• **TASK REQUIREMENTS**
Please write out the items in the stretch from the line containing "man in wide-brim" through the line containing "(1102, 371)", swapping "scattered boulder" for "loose boulder" and leaving all else unchanged. Give back only those lines.

• **DATASET**
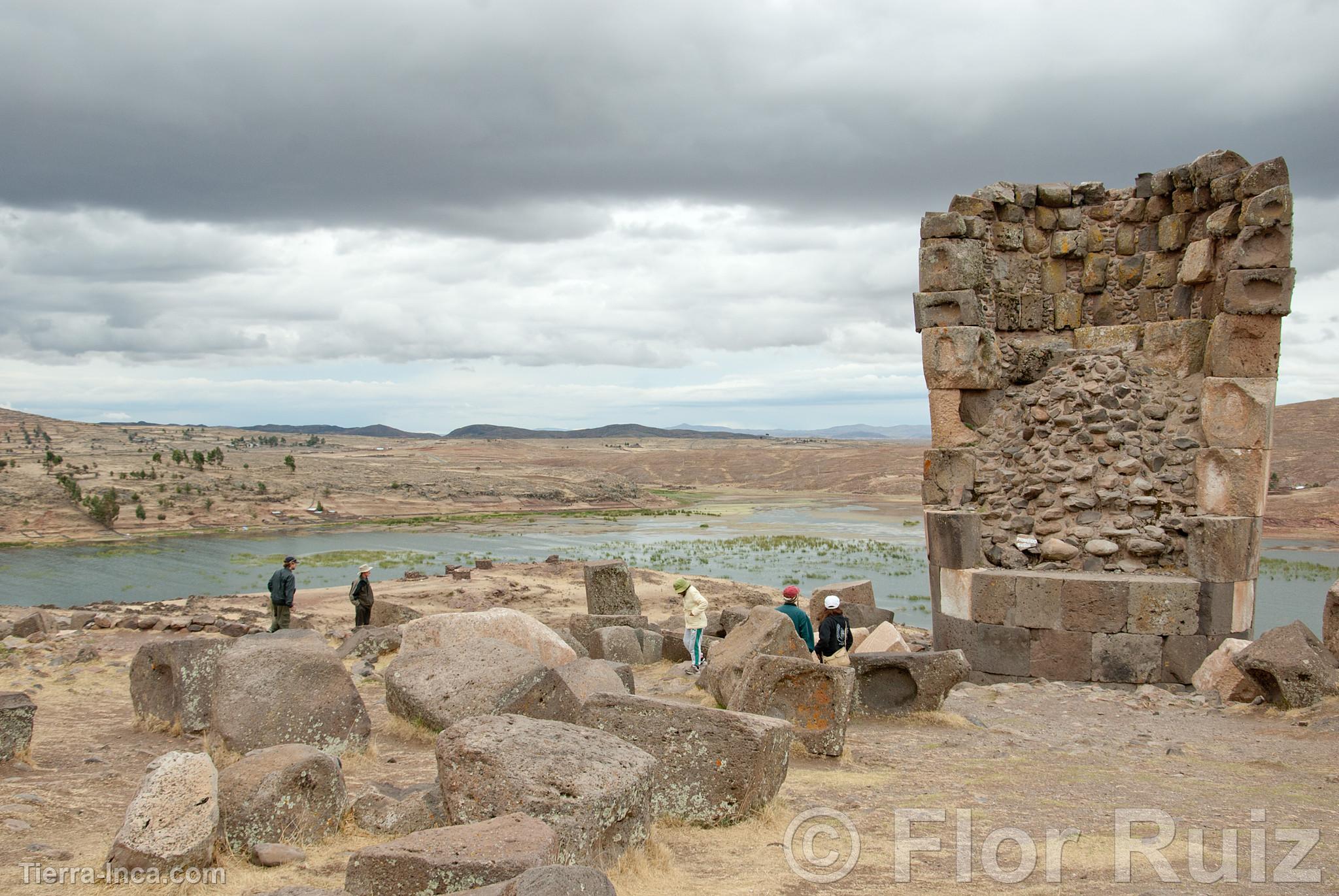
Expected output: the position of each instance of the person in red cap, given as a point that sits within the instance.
(800, 618)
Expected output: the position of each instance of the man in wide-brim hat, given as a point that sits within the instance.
(360, 595)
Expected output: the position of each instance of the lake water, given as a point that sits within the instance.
(770, 543)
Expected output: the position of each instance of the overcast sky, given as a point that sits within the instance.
(569, 213)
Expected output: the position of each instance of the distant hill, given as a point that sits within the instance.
(612, 431)
(378, 430)
(903, 433)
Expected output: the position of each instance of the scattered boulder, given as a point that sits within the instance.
(173, 819)
(583, 625)
(485, 676)
(553, 880)
(1217, 672)
(288, 793)
(387, 615)
(898, 684)
(401, 810)
(501, 623)
(1291, 666)
(715, 767)
(445, 860)
(626, 644)
(370, 642)
(35, 622)
(851, 592)
(591, 786)
(275, 855)
(884, 639)
(1330, 620)
(815, 698)
(766, 631)
(16, 712)
(175, 681)
(287, 688)
(609, 588)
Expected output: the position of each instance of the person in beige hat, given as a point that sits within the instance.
(360, 595)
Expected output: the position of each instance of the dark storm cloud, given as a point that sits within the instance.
(516, 121)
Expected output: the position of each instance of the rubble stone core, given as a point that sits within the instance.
(1102, 371)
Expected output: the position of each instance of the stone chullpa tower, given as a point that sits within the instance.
(1101, 370)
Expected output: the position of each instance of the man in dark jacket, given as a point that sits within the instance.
(360, 593)
(834, 637)
(797, 616)
(283, 586)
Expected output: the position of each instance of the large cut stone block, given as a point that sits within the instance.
(16, 713)
(1164, 606)
(448, 860)
(1238, 412)
(1291, 666)
(609, 588)
(950, 477)
(1003, 650)
(945, 420)
(1264, 291)
(766, 631)
(1061, 655)
(813, 697)
(951, 264)
(1231, 482)
(1262, 248)
(175, 681)
(1128, 658)
(592, 788)
(954, 539)
(715, 767)
(1224, 550)
(1096, 602)
(173, 820)
(955, 308)
(896, 684)
(1243, 346)
(1176, 347)
(960, 358)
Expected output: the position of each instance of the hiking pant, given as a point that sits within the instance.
(692, 640)
(279, 616)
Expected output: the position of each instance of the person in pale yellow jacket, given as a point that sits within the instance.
(694, 620)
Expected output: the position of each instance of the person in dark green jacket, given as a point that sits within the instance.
(283, 586)
(798, 616)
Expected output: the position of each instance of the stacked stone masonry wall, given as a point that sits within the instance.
(1101, 370)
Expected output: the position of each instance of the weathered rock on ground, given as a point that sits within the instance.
(447, 860)
(896, 684)
(609, 589)
(766, 631)
(591, 786)
(401, 810)
(291, 793)
(715, 767)
(1220, 674)
(173, 820)
(501, 623)
(176, 681)
(287, 688)
(1291, 666)
(484, 676)
(815, 698)
(16, 714)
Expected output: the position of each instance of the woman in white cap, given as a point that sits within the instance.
(834, 635)
(360, 595)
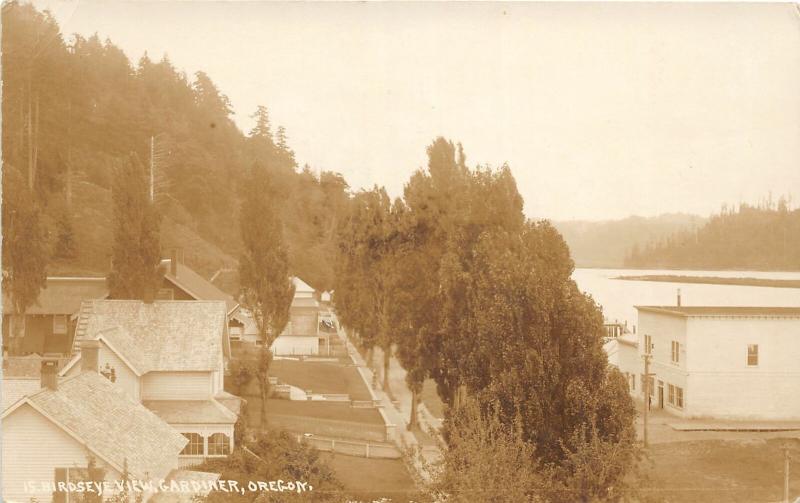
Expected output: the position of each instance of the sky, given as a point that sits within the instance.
(600, 110)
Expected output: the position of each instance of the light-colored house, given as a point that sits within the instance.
(623, 352)
(723, 362)
(170, 356)
(302, 290)
(302, 335)
(48, 325)
(54, 427)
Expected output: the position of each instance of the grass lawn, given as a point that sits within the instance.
(372, 479)
(721, 471)
(321, 377)
(431, 399)
(318, 410)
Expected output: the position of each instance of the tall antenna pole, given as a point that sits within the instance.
(152, 152)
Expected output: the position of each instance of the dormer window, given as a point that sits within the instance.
(195, 445)
(752, 355)
(219, 445)
(60, 324)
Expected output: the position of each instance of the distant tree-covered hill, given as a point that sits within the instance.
(763, 237)
(606, 243)
(73, 108)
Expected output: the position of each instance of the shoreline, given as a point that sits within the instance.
(714, 280)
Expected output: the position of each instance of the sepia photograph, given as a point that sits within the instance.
(400, 252)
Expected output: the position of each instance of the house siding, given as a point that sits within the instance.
(33, 447)
(722, 385)
(295, 345)
(177, 386)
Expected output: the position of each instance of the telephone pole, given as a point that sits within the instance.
(646, 388)
(152, 161)
(785, 449)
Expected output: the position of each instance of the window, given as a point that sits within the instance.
(648, 344)
(195, 445)
(752, 355)
(219, 445)
(675, 353)
(165, 294)
(60, 324)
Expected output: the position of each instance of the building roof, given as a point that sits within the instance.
(301, 286)
(63, 295)
(14, 388)
(191, 411)
(304, 302)
(166, 335)
(112, 425)
(735, 311)
(197, 286)
(26, 366)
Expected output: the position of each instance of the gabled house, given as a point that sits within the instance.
(302, 335)
(182, 283)
(302, 290)
(170, 356)
(721, 362)
(51, 430)
(48, 325)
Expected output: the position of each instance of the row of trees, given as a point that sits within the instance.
(761, 237)
(469, 293)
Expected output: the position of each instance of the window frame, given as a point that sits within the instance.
(752, 354)
(675, 352)
(65, 330)
(192, 445)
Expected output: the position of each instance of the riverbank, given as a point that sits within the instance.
(714, 280)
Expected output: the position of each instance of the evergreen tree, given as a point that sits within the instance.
(136, 271)
(25, 254)
(263, 127)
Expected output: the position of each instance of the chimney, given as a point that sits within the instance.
(90, 355)
(50, 374)
(173, 263)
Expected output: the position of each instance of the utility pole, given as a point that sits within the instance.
(785, 473)
(646, 388)
(152, 161)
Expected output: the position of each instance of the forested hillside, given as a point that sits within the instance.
(763, 237)
(606, 243)
(74, 108)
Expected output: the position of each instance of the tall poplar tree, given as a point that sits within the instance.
(266, 287)
(136, 255)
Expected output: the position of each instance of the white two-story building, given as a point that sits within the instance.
(170, 356)
(722, 362)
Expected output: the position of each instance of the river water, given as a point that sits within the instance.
(618, 297)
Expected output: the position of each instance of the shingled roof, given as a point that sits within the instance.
(168, 335)
(735, 311)
(197, 286)
(191, 411)
(112, 425)
(63, 295)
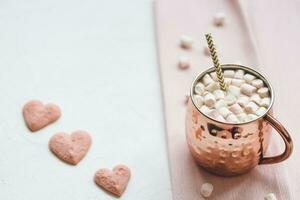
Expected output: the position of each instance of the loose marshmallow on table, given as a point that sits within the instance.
(219, 19)
(184, 62)
(263, 92)
(247, 89)
(220, 118)
(270, 196)
(206, 189)
(186, 42)
(251, 117)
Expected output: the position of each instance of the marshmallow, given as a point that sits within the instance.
(220, 103)
(212, 86)
(209, 100)
(219, 94)
(198, 100)
(251, 107)
(219, 19)
(207, 79)
(270, 196)
(186, 42)
(206, 51)
(263, 92)
(239, 74)
(213, 113)
(227, 81)
(224, 111)
(206, 189)
(265, 102)
(214, 76)
(261, 111)
(186, 99)
(205, 109)
(247, 89)
(230, 99)
(249, 78)
(232, 118)
(184, 62)
(257, 83)
(240, 103)
(243, 101)
(251, 117)
(220, 118)
(236, 91)
(255, 98)
(237, 82)
(242, 117)
(228, 73)
(199, 88)
(236, 108)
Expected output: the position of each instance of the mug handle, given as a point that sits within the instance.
(286, 138)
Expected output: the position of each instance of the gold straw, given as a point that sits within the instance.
(215, 59)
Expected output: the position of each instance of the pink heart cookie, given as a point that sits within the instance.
(114, 181)
(37, 115)
(70, 148)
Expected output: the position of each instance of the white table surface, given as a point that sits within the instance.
(97, 61)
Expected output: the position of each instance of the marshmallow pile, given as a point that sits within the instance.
(246, 97)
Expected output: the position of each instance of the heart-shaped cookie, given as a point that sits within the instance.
(114, 181)
(70, 148)
(37, 115)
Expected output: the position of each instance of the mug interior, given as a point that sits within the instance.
(234, 67)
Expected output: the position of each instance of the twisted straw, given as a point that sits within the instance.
(215, 60)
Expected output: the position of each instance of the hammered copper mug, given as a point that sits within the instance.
(239, 147)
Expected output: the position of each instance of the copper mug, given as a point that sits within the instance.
(229, 149)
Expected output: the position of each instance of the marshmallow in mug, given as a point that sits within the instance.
(247, 96)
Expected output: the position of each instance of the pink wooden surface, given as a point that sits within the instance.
(260, 34)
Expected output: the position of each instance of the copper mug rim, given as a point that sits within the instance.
(266, 116)
(234, 66)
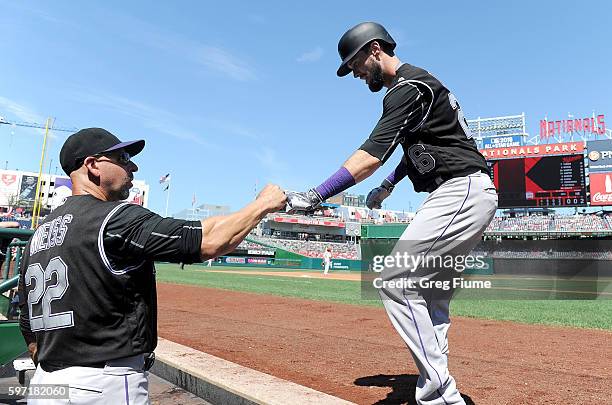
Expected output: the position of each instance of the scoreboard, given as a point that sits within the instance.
(542, 181)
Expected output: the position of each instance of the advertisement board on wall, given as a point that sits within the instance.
(599, 154)
(542, 181)
(601, 188)
(9, 187)
(502, 141)
(565, 148)
(62, 189)
(27, 191)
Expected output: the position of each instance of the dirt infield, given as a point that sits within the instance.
(302, 274)
(353, 352)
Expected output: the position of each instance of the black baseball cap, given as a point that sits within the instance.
(93, 141)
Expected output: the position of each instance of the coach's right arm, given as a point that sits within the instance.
(221, 234)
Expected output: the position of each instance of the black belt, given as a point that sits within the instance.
(438, 181)
(51, 367)
(149, 359)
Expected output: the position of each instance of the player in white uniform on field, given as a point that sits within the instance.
(326, 260)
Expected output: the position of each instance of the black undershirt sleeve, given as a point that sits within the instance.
(134, 233)
(404, 110)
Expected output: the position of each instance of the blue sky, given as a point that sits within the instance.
(230, 95)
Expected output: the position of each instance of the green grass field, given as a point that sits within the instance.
(585, 313)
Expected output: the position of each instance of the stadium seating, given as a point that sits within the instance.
(552, 224)
(312, 248)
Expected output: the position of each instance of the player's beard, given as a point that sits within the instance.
(377, 80)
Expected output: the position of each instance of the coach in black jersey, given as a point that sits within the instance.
(88, 307)
(440, 157)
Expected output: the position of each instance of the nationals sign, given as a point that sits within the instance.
(565, 148)
(601, 188)
(592, 125)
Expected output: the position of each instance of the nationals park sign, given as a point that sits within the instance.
(566, 148)
(588, 125)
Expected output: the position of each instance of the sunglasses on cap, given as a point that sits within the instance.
(123, 158)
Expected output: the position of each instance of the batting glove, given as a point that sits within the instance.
(377, 195)
(305, 202)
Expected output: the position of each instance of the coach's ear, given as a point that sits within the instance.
(33, 349)
(91, 163)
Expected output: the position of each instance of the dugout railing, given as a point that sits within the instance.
(12, 242)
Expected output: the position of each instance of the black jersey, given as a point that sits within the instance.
(425, 118)
(87, 284)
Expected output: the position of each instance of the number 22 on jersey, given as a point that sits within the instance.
(44, 293)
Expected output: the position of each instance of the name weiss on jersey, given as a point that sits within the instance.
(50, 234)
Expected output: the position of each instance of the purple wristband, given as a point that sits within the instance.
(337, 182)
(398, 174)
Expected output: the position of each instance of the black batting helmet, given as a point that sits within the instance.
(358, 36)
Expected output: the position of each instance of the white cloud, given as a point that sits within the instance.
(268, 158)
(148, 116)
(213, 58)
(311, 56)
(20, 111)
(257, 19)
(24, 114)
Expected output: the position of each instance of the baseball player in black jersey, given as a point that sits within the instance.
(440, 158)
(87, 286)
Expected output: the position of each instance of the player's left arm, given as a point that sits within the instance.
(24, 316)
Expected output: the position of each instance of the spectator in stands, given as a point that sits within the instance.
(326, 260)
(5, 242)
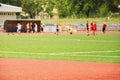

• **TASK ANSWER**
Expected output: the position of each instance of the man in wide-brim hat, given as a point that sits within the instance.
(360, 595)
Expected output: the position of each instance of the lake water, given as a point that sits within the instance.
(770, 543)
Expected output: the position of each instance of the overcast sky, given as a point that sits within the instance.
(569, 213)
Expected output: the position of each instance of the distant hill, given as a point that sits within the instance.
(612, 431)
(378, 430)
(903, 433)
Expected output: the position of each instance of the loose boulder, given as a point that sits within the instance.
(173, 819)
(583, 625)
(485, 676)
(553, 880)
(1217, 672)
(288, 793)
(387, 615)
(898, 684)
(401, 810)
(501, 623)
(1291, 666)
(715, 767)
(445, 860)
(626, 644)
(370, 642)
(35, 622)
(851, 592)
(591, 786)
(275, 855)
(884, 639)
(1330, 620)
(815, 698)
(766, 631)
(16, 712)
(175, 681)
(287, 688)
(609, 588)
Expected output: the position of each instance of the person in beige hat, given as a point that sits within the instance.
(360, 595)
Expected output: the position of each instance of the dark storm cloud, given as a point that sits within the instance.
(516, 121)
Expected output: the position of each instance of the rubble stone core, given as a point that sits within the instance.
(1102, 371)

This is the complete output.